## BEGIN Material shown
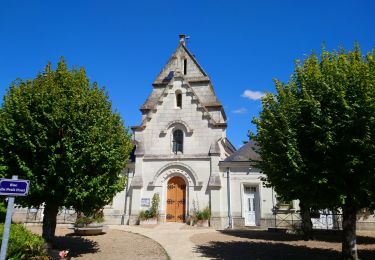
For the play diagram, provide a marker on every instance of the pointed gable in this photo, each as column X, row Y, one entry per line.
column 184, row 65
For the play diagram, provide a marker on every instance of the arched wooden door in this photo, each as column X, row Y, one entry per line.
column 176, row 199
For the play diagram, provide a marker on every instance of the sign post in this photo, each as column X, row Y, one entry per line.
column 11, row 188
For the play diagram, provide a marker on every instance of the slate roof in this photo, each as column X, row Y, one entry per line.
column 245, row 153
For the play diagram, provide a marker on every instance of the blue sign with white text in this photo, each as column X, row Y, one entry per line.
column 11, row 187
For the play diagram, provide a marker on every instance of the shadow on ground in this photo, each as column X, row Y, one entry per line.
column 77, row 245
column 258, row 250
column 319, row 235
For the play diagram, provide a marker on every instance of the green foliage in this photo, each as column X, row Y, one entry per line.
column 23, row 244
column 89, row 220
column 317, row 134
column 59, row 131
column 84, row 220
column 153, row 211
column 204, row 214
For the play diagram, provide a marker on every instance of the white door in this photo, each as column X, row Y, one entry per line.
column 250, row 206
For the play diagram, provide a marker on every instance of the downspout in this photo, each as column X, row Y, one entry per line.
column 126, row 198
column 230, row 223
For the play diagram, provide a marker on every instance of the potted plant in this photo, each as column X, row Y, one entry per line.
column 202, row 217
column 283, row 204
column 150, row 216
column 90, row 224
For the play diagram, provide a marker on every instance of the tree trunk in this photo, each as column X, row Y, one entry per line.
column 349, row 244
column 49, row 221
column 306, row 224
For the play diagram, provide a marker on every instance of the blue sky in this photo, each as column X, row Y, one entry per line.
column 123, row 45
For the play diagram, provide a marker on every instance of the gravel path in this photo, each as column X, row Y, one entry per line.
column 113, row 245
column 251, row 244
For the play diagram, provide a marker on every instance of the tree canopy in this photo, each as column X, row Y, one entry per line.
column 60, row 132
column 317, row 135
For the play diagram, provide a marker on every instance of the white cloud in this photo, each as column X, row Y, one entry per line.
column 241, row 110
column 253, row 95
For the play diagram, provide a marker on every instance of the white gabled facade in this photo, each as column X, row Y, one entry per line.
column 183, row 100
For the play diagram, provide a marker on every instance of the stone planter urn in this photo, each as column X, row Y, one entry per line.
column 88, row 229
column 202, row 223
column 148, row 221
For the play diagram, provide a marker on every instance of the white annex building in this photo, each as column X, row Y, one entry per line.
column 182, row 153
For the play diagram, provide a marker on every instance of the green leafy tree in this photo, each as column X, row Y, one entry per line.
column 59, row 131
column 317, row 136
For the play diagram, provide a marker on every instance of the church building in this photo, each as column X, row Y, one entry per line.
column 183, row 154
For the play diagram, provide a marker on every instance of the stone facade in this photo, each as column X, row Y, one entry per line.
column 201, row 118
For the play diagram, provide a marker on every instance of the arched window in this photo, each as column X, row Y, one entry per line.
column 178, row 141
column 179, row 99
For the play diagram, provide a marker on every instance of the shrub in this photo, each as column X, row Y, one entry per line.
column 153, row 211
column 23, row 244
column 205, row 214
column 95, row 217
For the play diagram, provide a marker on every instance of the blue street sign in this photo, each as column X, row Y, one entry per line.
column 11, row 187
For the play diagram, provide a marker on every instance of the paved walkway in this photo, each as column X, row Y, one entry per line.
column 174, row 237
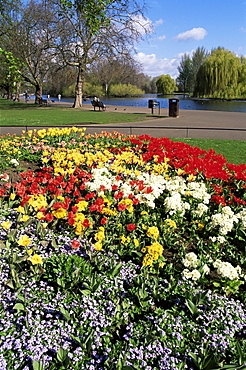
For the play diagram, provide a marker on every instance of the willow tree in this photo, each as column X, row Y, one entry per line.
column 90, row 30
column 28, row 38
column 165, row 84
column 218, row 76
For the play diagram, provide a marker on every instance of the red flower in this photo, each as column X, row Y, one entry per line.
column 122, row 206
column 118, row 195
column 49, row 217
column 75, row 244
column 86, row 223
column 131, row 227
column 103, row 221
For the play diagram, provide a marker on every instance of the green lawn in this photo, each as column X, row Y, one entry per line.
column 22, row 114
column 233, row 150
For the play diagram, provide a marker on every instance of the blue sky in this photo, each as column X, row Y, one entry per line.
column 181, row 26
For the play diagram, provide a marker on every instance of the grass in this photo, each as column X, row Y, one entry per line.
column 22, row 114
column 233, row 150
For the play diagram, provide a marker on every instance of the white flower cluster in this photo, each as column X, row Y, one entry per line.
column 175, row 204
column 103, row 177
column 225, row 220
column 226, row 270
column 200, row 210
column 242, row 216
column 191, row 275
column 190, row 260
column 220, row 239
column 198, row 190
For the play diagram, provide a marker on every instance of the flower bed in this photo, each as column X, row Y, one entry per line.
column 120, row 252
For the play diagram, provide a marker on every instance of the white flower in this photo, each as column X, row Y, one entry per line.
column 195, row 275
column 200, row 210
column 190, row 260
column 14, row 162
column 205, row 269
column 226, row 270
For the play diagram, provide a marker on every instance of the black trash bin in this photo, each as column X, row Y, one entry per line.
column 152, row 103
column 173, row 107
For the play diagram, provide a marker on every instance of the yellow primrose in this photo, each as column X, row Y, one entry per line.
column 20, row 209
column 170, row 223
column 148, row 260
column 153, row 232
column 6, row 225
column 24, row 218
column 12, row 196
column 60, row 213
column 125, row 240
column 98, row 246
column 36, row 259
column 24, row 241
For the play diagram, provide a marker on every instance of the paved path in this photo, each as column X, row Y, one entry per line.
column 190, row 124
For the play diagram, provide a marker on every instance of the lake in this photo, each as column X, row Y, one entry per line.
column 184, row 103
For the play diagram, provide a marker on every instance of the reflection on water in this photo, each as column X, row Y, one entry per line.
column 184, row 103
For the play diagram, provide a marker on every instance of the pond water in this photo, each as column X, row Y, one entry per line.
column 184, row 103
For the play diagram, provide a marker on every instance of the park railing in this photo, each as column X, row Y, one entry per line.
column 156, row 131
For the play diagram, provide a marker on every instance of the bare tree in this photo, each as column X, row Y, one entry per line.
column 90, row 30
column 29, row 39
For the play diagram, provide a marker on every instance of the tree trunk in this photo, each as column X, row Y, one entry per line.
column 79, row 89
column 38, row 93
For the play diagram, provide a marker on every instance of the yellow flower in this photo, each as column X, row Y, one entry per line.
column 12, row 196
column 153, row 232
column 143, row 213
column 20, row 209
column 148, row 260
column 6, row 225
column 98, row 246
column 170, row 223
column 36, row 259
column 60, row 213
column 100, row 235
column 191, row 178
column 200, row 225
column 24, row 241
column 125, row 240
column 24, row 218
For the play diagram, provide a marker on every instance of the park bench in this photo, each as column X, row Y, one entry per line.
column 42, row 101
column 98, row 104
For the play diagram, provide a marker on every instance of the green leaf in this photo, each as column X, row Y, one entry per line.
column 19, row 307
column 192, row 307
column 37, row 365
column 61, row 355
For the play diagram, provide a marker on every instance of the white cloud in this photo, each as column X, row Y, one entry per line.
column 196, row 34
column 163, row 37
column 153, row 66
column 143, row 25
column 159, row 22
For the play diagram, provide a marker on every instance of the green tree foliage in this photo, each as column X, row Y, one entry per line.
column 165, row 84
column 91, row 30
column 185, row 77
column 9, row 72
column 122, row 90
column 221, row 76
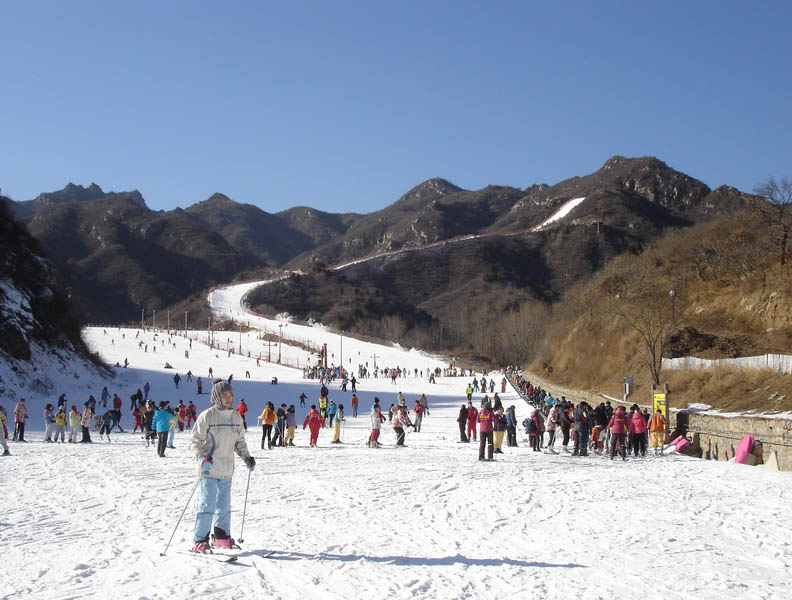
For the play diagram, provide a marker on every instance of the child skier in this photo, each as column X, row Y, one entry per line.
column 74, row 424
column 338, row 418
column 376, row 424
column 315, row 422
column 217, row 435
column 60, row 424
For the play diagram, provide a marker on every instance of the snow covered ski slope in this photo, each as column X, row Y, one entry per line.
column 348, row 521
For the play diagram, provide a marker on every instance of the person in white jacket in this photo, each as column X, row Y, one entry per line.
column 218, row 434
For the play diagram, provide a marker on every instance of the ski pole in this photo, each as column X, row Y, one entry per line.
column 197, row 481
column 244, row 509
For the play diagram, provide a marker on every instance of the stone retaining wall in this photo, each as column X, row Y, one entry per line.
column 718, row 436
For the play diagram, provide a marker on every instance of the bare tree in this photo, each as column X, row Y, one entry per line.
column 655, row 314
column 777, row 212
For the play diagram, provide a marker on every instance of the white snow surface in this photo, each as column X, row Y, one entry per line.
column 565, row 209
column 347, row 521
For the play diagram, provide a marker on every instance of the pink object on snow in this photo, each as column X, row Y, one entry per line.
column 744, row 449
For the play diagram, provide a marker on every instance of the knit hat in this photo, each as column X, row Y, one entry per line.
column 220, row 386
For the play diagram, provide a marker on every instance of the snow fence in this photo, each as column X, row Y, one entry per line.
column 781, row 363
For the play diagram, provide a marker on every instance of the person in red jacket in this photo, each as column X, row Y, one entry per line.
column 242, row 409
column 619, row 427
column 486, row 419
column 314, row 422
column 472, row 418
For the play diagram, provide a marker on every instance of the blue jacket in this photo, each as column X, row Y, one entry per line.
column 162, row 420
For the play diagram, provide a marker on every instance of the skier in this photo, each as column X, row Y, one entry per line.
column 20, row 416
column 137, row 415
column 241, row 409
column 49, row 419
column 499, row 429
column 85, row 423
column 581, row 430
column 511, row 427
column 148, row 423
column 418, row 410
column 74, row 424
column 190, row 414
column 657, row 431
column 618, row 427
column 399, row 422
column 267, row 418
column 462, row 421
column 60, row 424
column 313, row 420
column 472, row 418
column 217, row 434
column 338, row 418
column 485, row 418
column 376, row 424
column 290, row 426
column 552, row 422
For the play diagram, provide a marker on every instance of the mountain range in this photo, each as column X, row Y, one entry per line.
column 116, row 256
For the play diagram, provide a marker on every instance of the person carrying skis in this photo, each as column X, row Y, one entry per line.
column 217, row 435
column 314, row 422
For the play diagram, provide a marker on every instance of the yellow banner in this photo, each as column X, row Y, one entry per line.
column 659, row 402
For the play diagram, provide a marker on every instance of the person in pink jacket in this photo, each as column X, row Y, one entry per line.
column 637, row 431
column 314, row 422
column 619, row 427
column 486, row 420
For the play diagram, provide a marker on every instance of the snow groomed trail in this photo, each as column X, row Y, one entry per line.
column 426, row 521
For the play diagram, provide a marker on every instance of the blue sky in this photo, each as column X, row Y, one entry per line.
column 344, row 106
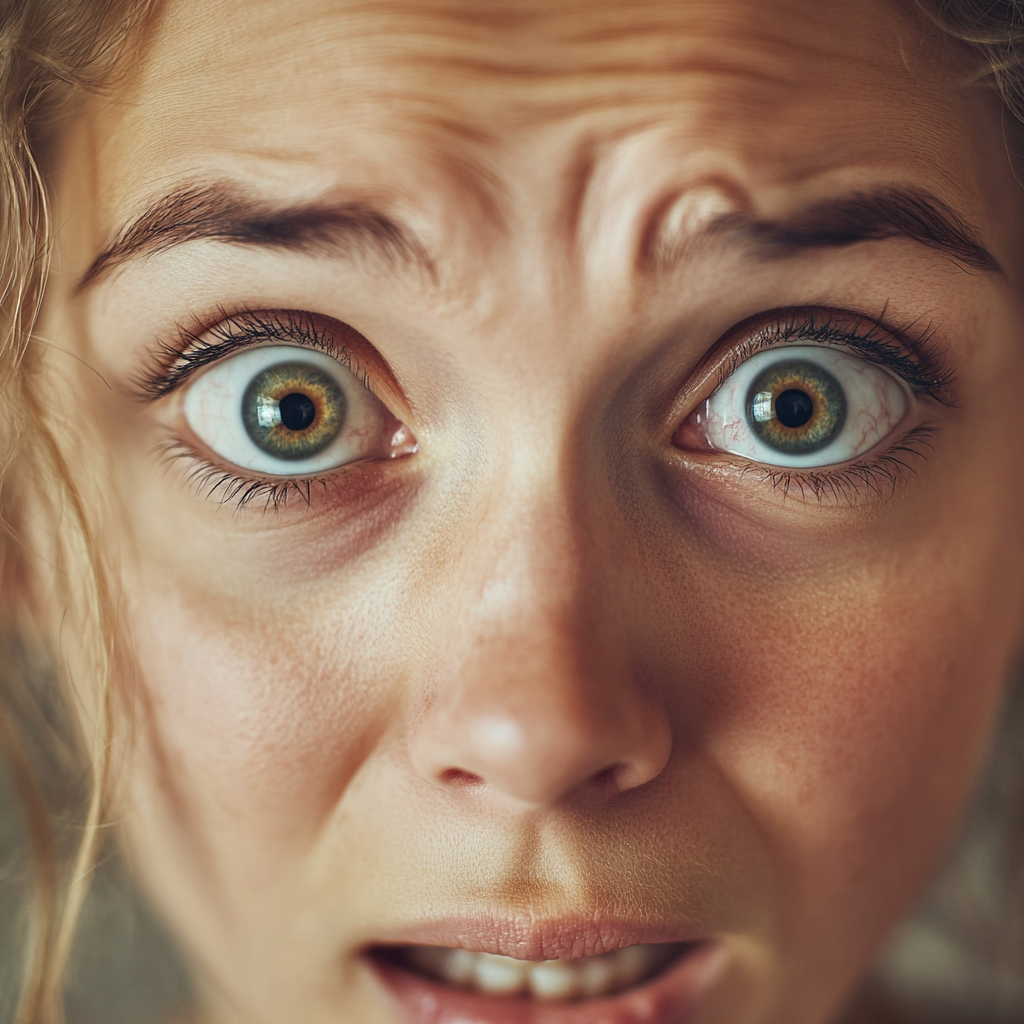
## END Material shown
» **Problem requirements**
Copy out everything from the start of the entries down to the line that contains "column 123, row 45", word for word, leaving the pictures out of your answer.

» **Solution**
For the play diagram, provide a marker on every instance of the pointed gable in this photo, each as column X, row Y, one entry per line.
column 184, row 65
For the play diagram, provide a marker on every instance of the arched wooden door in this photo, each as column X, row Y, one entry per line.
column 176, row 199
For the play diagram, provide a marker on every instance of the sign post in this photo, each as column X, row Y, one entry per line.
column 11, row 188
For the play diagram, provide a marker on every instance of the slate roof in this photo, each as column X, row Y, one entry per line.
column 245, row 153
For the play diagram, provide a marker on every instance of the blue sign with white text in this photo, each as column X, row Y, one entry per line.
column 11, row 187
For the play diagram, provide a marker on every instance of the shadow on ground in this photo, each as column X, row Y, one entry per line.
column 77, row 245
column 258, row 250
column 319, row 235
For the play diagram, provide a marker on every instance of the green foliage in this photo, each as column X, row Y, one entry per line.
column 23, row 244
column 89, row 220
column 317, row 134
column 59, row 131
column 84, row 220
column 153, row 211
column 204, row 214
For the play diagram, provide a marker on every instance of the white door in this photo, each as column X, row Y, one entry per line.
column 250, row 206
For the play diagram, provide a marker on every instance of the downspout in this photo, each as column X, row Y, one entry per line.
column 126, row 198
column 230, row 223
For the play diagram, provide a marker on every instance of the potted plant in this photo, each as column X, row Y, one entry per line.
column 202, row 217
column 283, row 204
column 150, row 216
column 90, row 224
For the play diagram, provide a marker on every instance of the tree trunk in this photo, each as column X, row Y, one entry per line.
column 349, row 244
column 49, row 221
column 306, row 224
For the play diagram, provide a marker on every instance of the blue sky in this photo, each as column X, row Y, one entry per line.
column 123, row 45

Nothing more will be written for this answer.